──────── DATA FOR ANALYSIS
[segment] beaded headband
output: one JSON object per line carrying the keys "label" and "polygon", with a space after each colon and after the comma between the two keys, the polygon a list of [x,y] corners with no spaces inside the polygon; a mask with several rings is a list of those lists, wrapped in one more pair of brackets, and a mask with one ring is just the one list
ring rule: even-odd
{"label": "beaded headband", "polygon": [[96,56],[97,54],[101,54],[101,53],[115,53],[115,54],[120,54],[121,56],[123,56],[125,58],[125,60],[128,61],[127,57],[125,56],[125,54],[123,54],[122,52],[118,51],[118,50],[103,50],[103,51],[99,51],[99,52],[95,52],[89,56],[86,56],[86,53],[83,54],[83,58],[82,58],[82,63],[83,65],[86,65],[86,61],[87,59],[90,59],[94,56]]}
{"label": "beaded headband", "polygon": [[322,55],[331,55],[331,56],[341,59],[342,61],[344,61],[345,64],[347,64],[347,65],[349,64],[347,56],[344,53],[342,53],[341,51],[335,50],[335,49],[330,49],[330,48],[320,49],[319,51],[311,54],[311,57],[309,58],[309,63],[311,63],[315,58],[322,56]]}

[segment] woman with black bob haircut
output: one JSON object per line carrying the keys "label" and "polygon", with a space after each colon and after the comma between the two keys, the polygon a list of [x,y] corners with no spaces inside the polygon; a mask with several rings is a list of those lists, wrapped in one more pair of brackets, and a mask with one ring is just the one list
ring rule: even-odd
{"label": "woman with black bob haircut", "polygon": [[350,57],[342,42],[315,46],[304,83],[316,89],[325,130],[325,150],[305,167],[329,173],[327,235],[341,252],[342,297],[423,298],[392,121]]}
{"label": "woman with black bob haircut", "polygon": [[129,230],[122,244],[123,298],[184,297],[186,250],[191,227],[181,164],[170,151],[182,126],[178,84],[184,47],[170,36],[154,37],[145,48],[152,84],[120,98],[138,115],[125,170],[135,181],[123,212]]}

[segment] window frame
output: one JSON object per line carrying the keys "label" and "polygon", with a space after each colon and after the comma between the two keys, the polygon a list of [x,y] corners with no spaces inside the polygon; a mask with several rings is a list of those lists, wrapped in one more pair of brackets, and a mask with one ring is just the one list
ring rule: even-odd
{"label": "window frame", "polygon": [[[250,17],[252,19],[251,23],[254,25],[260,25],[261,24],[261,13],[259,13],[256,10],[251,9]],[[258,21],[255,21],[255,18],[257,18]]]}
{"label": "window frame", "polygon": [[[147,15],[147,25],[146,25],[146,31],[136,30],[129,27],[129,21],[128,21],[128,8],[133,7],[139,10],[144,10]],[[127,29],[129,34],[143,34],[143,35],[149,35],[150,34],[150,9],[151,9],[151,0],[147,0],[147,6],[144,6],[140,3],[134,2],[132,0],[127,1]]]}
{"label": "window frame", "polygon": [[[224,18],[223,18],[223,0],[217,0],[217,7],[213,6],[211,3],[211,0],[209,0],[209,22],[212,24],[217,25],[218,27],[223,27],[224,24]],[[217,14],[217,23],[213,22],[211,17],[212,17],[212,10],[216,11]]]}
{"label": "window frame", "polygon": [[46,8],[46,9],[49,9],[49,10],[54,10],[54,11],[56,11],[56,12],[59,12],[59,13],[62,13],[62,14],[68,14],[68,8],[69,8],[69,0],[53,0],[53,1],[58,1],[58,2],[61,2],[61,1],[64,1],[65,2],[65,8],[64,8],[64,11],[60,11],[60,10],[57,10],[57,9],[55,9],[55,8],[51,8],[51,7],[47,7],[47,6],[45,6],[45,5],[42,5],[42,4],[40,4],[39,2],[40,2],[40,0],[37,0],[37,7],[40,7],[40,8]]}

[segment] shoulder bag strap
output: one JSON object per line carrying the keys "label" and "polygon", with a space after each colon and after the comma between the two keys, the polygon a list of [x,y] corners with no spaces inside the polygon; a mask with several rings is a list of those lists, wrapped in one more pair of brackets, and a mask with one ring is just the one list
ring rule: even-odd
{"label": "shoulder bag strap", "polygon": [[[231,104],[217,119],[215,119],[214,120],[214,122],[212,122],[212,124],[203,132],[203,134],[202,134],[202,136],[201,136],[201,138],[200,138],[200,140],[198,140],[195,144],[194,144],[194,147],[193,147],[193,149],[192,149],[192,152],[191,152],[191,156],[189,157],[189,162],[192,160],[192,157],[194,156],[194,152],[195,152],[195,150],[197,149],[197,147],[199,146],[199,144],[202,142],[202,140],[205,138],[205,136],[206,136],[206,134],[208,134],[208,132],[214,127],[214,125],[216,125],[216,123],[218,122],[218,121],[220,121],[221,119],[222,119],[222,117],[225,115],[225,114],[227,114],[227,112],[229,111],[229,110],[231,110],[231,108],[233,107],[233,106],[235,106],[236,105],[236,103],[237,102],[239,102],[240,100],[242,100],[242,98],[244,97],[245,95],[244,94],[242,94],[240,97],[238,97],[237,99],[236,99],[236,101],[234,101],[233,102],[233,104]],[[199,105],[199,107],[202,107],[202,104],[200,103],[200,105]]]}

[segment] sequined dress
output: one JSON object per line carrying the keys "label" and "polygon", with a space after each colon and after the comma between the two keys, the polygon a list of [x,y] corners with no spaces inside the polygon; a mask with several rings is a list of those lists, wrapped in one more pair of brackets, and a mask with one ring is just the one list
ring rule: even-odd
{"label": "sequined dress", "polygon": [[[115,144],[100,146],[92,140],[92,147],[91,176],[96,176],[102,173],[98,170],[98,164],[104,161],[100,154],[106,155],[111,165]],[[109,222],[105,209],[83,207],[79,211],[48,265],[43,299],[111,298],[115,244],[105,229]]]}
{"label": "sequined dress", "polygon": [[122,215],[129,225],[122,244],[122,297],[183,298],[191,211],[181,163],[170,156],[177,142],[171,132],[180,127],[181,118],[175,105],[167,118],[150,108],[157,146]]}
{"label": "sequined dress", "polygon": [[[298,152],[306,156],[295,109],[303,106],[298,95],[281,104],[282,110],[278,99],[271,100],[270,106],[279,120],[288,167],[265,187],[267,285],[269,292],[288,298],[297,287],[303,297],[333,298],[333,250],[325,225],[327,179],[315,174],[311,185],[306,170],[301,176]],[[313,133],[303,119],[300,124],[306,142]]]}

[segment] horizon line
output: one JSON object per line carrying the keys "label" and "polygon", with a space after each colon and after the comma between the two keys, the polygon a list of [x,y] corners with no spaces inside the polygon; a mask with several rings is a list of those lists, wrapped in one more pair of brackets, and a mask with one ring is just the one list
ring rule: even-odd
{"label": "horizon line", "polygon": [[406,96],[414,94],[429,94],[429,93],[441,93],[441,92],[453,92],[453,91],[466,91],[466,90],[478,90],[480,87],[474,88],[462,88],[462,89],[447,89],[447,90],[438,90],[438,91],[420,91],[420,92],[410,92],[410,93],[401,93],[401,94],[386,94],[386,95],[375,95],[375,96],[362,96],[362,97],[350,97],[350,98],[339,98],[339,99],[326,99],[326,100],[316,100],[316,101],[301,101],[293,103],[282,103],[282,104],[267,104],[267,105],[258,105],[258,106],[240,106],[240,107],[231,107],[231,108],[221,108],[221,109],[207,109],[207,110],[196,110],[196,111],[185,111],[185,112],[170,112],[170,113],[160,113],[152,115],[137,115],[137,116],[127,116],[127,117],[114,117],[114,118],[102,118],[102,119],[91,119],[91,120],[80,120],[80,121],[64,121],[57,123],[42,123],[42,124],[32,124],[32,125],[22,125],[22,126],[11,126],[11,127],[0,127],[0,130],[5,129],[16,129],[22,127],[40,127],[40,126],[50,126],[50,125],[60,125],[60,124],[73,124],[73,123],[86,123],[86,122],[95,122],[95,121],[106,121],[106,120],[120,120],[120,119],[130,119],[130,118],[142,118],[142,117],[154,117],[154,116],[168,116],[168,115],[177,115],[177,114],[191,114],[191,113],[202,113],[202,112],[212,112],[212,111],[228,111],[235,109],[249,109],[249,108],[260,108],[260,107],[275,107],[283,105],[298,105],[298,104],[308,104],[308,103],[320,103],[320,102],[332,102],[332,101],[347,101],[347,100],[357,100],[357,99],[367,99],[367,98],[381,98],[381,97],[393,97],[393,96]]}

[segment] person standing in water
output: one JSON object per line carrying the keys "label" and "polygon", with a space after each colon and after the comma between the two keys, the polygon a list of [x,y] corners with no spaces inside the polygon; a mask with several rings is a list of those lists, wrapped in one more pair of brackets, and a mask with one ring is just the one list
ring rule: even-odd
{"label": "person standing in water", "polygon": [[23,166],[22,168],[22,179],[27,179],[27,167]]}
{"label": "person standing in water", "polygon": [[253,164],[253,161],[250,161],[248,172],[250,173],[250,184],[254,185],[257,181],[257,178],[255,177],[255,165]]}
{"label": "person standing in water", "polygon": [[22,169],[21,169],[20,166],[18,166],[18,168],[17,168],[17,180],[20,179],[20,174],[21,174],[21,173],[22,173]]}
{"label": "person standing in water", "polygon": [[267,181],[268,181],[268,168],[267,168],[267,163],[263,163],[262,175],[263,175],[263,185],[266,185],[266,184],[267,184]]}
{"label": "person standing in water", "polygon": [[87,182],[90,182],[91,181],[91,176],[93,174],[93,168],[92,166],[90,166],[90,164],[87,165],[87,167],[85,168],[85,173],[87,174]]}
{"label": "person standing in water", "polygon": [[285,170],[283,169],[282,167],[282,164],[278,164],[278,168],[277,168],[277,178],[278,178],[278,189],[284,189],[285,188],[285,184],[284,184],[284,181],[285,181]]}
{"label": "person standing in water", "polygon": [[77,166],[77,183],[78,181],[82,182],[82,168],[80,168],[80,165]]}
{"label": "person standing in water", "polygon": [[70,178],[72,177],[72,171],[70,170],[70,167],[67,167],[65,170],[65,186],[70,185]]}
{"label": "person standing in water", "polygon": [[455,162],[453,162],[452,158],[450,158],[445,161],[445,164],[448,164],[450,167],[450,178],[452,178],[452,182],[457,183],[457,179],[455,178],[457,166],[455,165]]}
────────────────
Identify the lines above that contain the word "segment", then copy them.

[segment] beaded headband
[segment] woman with black bob haircut
[segment] window frame
[segment] shoulder bag strap
[segment] sequined dress
[segment] horizon line
[segment] person standing in water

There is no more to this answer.